### WHAT YOU HAVE TO DO
In one to three sentences, explain why the sermon on the Church as Christ's bride says that discussing regeneration and sanctification leads into discussing the Church.

Friday, July 28, 2006

The New Creation, Christ's Bride

*This sermon was preached at the GBCB youth camp last month*

II. The New Community

a. Christ’s Bride


Yesterday we discussed regeneration and sanctification. All of this leads into our discussion of the Church because those who are regenerate and being sanctified make up the Church. There is a lot of confusion over what the church is, and how to define the church because the term church has been misused and redefined. In our culture people say they are “going to church on Sunday,” or they “belong to the church,” to most people the church is just a building. This is not the way that the NT defines the church. The NT defines the church as all of those individuals who have been reborn of God, and redeemed into the body of Christ. This is exactly what Ephesians 5:23 teaches us when it says “Christ is the head of the church, his body, and is himself its Savior.” So the Church proper consists of all those people who have submitted to Christ as their head and Savior. Within this Universal Church there are local communities of believers. We would call this the local church. For example, Grace Bible Church is not the church, but rather a local church body within the universal church.
The NT uses several images to describe the Church that I would like to look at (This is not an exhaustive list, but rather a sampling of how the NT views the Church). First, the NT refers to the Church as the “people of God.” 2 Corinthians 6:16 says “I will make my dwelling among them and walk among them, and I will be their God, and they shall be my people.” Again, the NT refers to the church as people not a building. The image of the Church being God’s people emphasizes God’s initiative in choosing a people for himself. The second image that I would like to look at is the Church as the body of Christ. I will only briefly discuss this now because I want to come back to it. We read in detail this image in 2 Corinthians 12:12ff. This image of the church as the body of Christ emphasizes the close connection of the church as group of believers to one another, and to Christ. The final image that I want to discuss is the image of the Church as the “Bride of Christ.” In Ephesians 5:31-33 we see that the church’s relationship with Christ can be compared to the relationship of a husband and wife. This again emphasizes the closeness of the believers who make up the church to one another, and to Christ. But there is more to this image than just this closeness. There is also an eschatological reference here. In Revelation 21:9 we see the bride of Christ, the Church, being given to Christ at the consummation of the New Heaven and the New Earth. Christ paid for this Bride with his own blood, and at the end of time Christ will receive His bride.


b. The One Body

Being the body of Christ and the Bride of Christ carries with it great responsibility. In Ephesians 4:1-6 the apostle Paul tells us that we must live lives that are worthy of this amazing calling. We do this, in part, by preserving the unity that God has provided for us in the Church. What is amazing about this passage is that Paul does not say that we need to create a unity, but rather we must maintain the unity that God has already provided for us. In verses 4-6 we see what that this unity is. There is one church body, one Spirit, one calling, one Lord, one faith, one baptism, and finally one God and Father. This community of regenerated individuals is in itself an amazing work of God and the unity of the Church comes from this work of God. Joshua Harris, writing on this subject, said “The longer that I’m a Christian, the more aware I become that I cannot live the Christian life on my own. My individual and direct relationship with God through Jesus is the greatest privilege and He is truly all I need—and yet God in His wisdom has created all of us to need others, too.” John Piper went so far as to say that “sanctification is a community project.” This means that as we are working out our salvation we must do so together. God has made us one through Jesus Christ.

### DATA

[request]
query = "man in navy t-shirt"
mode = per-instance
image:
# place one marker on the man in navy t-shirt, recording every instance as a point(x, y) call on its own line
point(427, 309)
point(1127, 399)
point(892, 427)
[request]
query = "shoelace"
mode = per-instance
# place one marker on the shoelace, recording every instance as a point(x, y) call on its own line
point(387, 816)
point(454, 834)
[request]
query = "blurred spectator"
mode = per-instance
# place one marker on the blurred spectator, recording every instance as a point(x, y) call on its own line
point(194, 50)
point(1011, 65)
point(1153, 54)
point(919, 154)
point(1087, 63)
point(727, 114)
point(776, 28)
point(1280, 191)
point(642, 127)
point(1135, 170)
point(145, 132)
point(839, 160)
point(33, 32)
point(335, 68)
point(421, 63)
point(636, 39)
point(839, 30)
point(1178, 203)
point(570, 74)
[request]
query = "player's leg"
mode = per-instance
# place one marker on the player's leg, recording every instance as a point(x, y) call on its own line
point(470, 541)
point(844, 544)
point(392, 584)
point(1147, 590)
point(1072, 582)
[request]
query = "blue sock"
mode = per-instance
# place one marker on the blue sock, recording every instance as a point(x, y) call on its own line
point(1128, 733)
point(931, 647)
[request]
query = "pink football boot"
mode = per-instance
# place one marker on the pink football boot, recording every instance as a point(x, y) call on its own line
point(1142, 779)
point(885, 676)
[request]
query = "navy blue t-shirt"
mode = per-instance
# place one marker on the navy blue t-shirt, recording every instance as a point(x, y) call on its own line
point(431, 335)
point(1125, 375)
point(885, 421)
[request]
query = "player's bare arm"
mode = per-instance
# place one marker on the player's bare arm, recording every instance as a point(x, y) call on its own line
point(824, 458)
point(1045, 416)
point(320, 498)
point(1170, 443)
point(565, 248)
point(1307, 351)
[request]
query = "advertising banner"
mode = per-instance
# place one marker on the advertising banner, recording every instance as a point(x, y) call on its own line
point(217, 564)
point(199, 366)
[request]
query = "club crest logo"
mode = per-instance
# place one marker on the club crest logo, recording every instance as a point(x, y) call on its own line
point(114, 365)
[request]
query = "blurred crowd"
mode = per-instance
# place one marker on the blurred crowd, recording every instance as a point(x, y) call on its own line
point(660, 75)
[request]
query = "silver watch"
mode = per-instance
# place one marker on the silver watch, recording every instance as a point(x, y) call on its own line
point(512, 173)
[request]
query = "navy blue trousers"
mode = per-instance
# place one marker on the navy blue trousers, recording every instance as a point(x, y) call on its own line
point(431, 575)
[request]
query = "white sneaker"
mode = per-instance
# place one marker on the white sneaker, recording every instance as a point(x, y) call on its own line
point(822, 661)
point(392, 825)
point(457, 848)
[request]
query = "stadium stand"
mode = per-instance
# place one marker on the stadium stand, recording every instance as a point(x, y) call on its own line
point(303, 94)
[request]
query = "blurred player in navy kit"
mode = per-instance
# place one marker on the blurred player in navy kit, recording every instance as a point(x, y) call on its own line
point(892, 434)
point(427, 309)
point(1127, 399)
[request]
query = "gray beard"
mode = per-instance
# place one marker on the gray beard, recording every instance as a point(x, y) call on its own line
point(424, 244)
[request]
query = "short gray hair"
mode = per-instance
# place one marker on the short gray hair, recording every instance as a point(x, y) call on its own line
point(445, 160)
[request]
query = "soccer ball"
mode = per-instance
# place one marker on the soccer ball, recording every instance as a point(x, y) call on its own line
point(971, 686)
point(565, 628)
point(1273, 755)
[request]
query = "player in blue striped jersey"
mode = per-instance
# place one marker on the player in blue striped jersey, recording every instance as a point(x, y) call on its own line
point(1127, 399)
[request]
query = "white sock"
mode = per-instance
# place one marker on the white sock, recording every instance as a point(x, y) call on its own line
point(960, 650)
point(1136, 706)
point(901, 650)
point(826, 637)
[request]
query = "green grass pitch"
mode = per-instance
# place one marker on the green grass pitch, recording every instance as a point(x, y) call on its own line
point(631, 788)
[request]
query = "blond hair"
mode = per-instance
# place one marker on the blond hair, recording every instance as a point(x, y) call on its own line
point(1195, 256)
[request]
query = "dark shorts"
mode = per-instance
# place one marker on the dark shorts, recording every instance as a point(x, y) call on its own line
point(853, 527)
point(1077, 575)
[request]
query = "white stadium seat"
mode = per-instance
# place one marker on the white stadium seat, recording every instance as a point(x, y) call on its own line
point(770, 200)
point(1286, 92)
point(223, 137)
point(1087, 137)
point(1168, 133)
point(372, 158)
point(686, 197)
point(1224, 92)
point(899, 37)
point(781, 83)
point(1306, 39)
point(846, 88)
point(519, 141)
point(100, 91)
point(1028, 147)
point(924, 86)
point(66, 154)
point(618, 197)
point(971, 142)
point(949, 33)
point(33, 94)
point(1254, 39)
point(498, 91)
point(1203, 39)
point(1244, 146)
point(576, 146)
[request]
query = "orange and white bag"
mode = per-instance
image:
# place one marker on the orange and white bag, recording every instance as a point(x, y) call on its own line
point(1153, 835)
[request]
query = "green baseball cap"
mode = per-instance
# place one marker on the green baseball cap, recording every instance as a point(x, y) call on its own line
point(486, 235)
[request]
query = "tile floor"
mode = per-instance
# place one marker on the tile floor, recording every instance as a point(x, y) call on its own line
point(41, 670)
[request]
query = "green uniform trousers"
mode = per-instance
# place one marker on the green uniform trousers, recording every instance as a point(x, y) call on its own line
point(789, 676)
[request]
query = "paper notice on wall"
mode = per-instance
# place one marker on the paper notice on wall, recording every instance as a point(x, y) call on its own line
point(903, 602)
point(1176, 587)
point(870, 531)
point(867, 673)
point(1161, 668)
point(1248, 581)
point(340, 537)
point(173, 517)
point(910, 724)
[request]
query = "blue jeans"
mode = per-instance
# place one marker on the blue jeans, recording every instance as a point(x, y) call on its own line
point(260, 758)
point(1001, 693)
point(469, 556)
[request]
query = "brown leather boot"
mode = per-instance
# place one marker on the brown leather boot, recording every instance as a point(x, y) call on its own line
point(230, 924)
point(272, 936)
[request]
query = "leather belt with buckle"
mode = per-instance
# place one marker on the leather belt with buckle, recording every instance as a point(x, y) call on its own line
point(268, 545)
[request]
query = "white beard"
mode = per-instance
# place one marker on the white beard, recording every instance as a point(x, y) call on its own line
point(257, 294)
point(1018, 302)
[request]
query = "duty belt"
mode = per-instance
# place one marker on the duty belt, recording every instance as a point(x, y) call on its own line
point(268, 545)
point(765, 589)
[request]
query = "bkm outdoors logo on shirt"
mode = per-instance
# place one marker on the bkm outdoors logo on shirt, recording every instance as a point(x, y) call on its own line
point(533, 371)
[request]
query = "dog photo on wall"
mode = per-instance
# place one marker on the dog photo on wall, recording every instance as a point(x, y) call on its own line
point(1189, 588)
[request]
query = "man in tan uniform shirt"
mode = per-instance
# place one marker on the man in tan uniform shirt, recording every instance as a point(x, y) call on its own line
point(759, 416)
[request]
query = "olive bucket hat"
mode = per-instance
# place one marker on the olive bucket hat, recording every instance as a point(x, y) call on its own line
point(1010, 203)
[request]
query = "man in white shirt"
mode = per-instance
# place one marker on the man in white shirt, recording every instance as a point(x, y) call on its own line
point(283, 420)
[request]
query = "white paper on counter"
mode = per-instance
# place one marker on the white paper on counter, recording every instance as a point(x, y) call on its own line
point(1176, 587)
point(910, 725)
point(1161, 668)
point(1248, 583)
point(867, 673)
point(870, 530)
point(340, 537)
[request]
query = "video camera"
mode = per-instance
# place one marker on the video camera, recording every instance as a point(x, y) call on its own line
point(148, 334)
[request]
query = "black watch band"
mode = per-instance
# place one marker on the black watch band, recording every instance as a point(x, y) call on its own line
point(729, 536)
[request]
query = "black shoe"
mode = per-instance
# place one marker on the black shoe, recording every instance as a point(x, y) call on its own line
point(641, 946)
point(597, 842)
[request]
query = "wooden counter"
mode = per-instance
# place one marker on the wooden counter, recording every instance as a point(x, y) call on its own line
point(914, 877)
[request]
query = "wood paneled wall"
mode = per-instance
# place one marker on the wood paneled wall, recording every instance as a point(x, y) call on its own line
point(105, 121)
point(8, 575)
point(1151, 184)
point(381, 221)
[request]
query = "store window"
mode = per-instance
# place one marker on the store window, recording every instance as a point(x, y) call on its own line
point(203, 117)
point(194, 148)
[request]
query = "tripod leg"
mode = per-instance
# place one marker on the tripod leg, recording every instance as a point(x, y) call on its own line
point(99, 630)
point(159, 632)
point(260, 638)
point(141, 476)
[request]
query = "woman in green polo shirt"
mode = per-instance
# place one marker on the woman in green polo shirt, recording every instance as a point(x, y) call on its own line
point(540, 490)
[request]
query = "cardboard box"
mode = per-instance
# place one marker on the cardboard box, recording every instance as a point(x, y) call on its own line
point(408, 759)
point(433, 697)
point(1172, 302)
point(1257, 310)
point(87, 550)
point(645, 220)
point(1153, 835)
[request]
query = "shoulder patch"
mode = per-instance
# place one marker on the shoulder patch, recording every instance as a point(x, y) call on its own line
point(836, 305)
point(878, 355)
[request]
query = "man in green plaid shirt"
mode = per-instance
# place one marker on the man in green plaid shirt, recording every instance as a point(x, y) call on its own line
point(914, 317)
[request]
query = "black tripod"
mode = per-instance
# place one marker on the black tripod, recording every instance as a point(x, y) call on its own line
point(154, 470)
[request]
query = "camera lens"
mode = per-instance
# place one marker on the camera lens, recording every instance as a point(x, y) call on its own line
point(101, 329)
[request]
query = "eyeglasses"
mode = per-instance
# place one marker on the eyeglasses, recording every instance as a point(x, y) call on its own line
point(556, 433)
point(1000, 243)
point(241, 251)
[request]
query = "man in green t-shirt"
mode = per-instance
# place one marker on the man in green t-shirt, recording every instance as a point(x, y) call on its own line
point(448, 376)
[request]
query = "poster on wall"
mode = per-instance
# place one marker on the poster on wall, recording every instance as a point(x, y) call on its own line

### CORRECT RESPONSE
It leads there because the people who are regenerate and being sanctified are the ones who make up the Church. The sermon says the NT defines the Church as all those reborn of God and redeemed into the body of Christ, not as a building.